§ List of tasks:
a. Update the alewife passage between "Jon Vander Werff" and "before the restoration.", inclusive, so that "volunteers" becomes "helpers".
b. According to the alewife passage, why were only 42 alewives counted at Whitford Brook last year?

§ Document passage:
- Opening Delimiter -
For a couple centuries, the odds were
also stacked against them because of the numerous dams that had been
constructed on most of the rivers stretching inland from the
Connecticut coast,
preventing the fish from reaching their spawning grounds in fresh water. Many
of those dams are now being removed or having modern fish ladders installed to
allow the fish to return. The Hyde Pond Dam on Whitford Brook was constructed around
1800. It was removed in 2016.
Jon Vander Werff at Whitford Brook (Brian Pounds) |
Daily during spawning season – late
March until mid-June – Vander Werff and a team of volunteers count and release
any fish captured in traps on six rivers and streams along the coast, monitor
water temperature and flow levels at each site, and clear debris from the mesh.
At Whitford Brook, they counted 1,287 alewives swimming upstream in 2018, but
just 42 last year, when strong currents from heavy rains caused the trap to
repeatedly collapse, allowing most fish to pass uncounted. This year, the trap
caught about 30 fish per day through mid-April. At Bride Brook in East Lyme,
more than 200,000 alewives now swim through a culvert each year after Save the
Sound led an effort to restore the culvert in 2009, three times as many as made
it upstream before the restoration.
These projects to provide safe
passage for anadromous fish – those that spawn in freshwater rivers but spend
the rest of their lives at sea – are not just about helping those individual species.
- Closing Delimiter -
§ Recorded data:
- Opening Delimiter -
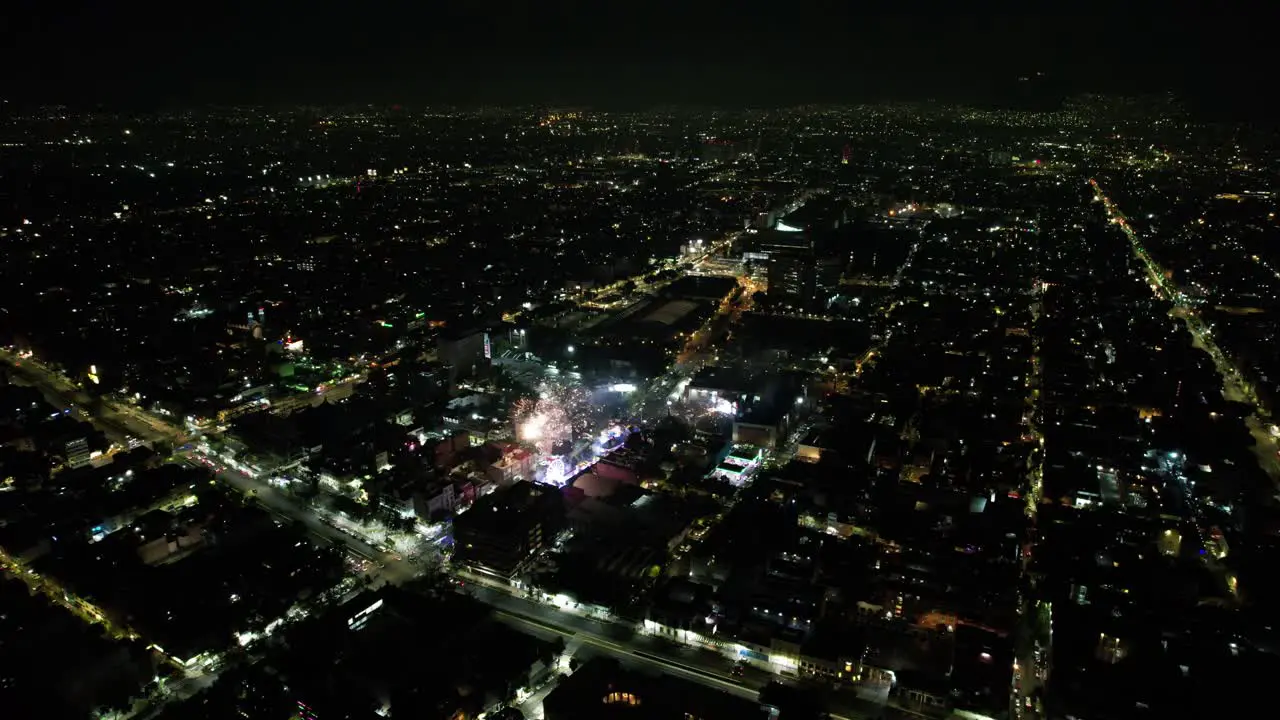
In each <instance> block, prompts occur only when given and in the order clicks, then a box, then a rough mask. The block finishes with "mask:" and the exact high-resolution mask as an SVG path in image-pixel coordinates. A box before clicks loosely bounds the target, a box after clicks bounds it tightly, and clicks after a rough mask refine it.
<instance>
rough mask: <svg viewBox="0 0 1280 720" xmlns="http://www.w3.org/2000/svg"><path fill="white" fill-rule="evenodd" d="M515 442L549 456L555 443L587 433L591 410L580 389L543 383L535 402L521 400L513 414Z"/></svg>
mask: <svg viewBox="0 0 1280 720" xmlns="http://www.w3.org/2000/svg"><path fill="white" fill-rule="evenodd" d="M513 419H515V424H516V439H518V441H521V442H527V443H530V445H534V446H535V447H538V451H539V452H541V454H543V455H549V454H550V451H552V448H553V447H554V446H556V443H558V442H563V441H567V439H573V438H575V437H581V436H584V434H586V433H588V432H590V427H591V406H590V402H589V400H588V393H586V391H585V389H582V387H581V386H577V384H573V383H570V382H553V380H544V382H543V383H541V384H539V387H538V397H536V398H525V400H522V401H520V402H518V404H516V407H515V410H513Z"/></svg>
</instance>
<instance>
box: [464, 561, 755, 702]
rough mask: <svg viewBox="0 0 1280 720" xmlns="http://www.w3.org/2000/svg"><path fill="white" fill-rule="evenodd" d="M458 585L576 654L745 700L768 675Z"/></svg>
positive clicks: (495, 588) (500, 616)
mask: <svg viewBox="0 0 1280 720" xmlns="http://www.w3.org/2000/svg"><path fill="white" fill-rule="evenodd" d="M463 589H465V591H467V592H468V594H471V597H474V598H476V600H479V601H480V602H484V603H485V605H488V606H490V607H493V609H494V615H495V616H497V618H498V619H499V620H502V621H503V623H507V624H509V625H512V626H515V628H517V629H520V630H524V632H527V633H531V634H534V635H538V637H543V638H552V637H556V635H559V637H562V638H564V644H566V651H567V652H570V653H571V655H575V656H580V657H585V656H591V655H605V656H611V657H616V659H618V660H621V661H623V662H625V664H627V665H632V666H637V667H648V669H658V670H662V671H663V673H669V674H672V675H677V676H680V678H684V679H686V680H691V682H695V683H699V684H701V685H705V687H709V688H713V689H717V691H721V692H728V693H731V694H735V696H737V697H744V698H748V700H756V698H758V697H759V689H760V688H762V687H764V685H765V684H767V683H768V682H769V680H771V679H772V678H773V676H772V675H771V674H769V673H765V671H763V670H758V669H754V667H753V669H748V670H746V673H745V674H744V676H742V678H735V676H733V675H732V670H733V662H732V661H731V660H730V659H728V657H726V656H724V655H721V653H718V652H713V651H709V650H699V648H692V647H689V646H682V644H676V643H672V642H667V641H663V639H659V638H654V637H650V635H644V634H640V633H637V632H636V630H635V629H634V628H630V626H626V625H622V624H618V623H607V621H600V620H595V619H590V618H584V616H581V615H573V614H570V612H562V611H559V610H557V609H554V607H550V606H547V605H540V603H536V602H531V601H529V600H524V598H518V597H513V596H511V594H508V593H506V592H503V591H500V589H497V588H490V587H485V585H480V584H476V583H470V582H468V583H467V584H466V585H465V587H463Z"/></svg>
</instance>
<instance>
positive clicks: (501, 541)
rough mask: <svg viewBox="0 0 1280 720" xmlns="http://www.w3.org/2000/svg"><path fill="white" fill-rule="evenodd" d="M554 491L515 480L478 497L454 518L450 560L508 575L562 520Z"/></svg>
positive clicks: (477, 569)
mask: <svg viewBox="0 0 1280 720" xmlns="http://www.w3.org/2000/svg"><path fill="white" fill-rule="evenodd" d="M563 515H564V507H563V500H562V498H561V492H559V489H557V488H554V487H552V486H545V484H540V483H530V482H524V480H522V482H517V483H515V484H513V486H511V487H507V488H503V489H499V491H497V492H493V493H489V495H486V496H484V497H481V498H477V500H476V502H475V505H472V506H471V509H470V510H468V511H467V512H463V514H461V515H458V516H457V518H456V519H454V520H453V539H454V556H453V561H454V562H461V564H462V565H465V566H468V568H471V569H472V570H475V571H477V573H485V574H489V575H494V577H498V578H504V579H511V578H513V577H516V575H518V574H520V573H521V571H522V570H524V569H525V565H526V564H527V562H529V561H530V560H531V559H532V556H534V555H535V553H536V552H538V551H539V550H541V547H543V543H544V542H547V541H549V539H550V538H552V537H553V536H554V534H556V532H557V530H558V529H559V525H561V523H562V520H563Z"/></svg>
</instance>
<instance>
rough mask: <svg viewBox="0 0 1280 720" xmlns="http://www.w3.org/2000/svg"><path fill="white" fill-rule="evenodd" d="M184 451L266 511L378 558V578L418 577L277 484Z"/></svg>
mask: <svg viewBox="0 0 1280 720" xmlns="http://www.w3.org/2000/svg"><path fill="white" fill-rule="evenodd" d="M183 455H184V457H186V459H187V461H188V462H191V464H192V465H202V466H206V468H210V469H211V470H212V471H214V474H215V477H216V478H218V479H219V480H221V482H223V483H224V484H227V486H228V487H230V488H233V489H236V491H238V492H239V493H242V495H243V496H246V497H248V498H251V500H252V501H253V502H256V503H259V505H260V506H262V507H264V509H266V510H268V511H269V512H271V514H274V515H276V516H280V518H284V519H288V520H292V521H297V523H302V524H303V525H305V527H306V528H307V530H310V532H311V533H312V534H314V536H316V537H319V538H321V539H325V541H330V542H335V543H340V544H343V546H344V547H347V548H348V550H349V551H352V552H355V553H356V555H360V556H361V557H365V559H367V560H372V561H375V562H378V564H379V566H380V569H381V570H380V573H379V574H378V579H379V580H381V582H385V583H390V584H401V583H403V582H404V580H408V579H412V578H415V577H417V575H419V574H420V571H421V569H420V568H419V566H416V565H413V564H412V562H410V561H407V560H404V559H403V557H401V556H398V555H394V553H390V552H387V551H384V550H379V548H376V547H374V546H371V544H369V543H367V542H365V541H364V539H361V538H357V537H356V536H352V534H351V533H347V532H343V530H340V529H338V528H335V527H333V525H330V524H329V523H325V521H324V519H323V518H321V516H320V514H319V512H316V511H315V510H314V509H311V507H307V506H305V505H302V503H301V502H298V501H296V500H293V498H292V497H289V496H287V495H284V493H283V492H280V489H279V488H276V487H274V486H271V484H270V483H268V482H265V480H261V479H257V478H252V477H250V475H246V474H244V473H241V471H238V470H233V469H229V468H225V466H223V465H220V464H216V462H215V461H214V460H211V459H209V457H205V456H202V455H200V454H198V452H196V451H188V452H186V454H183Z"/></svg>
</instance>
- Closing Delimiter -
§ Per-task outputs:
a.
Jon Vander Werff at Whitford Brook (Brian Pounds) |
Daily during spawning season – late
March until mid-June – Vander Werff and a team of helpers count and release
any fish captured in traps on six rivers and streams along the coast, monitor
water temperature and flow levels at each site, and clear debris from the mesh.
At Whitford Brook, they counted 1,287 alewives swimming upstream in 2018, but
just 42 last year, when strong currents from heavy rains caused the trap to
repeatedly collapse, allowing most fish to pass uncounted. This year, the trap
caught about 30 fish per day through mid-April. At Bride Brook in East Lyme,
more than 200,000 alewives now swim through a culvert each year after Save the
Sound led an effort to restore the culvert in 2009, three times as many as made
it upstream before the restoration.

b. Strong currents from heavy rains made the trap collapse over and over. Because of that, most of the fish swam past without being counted.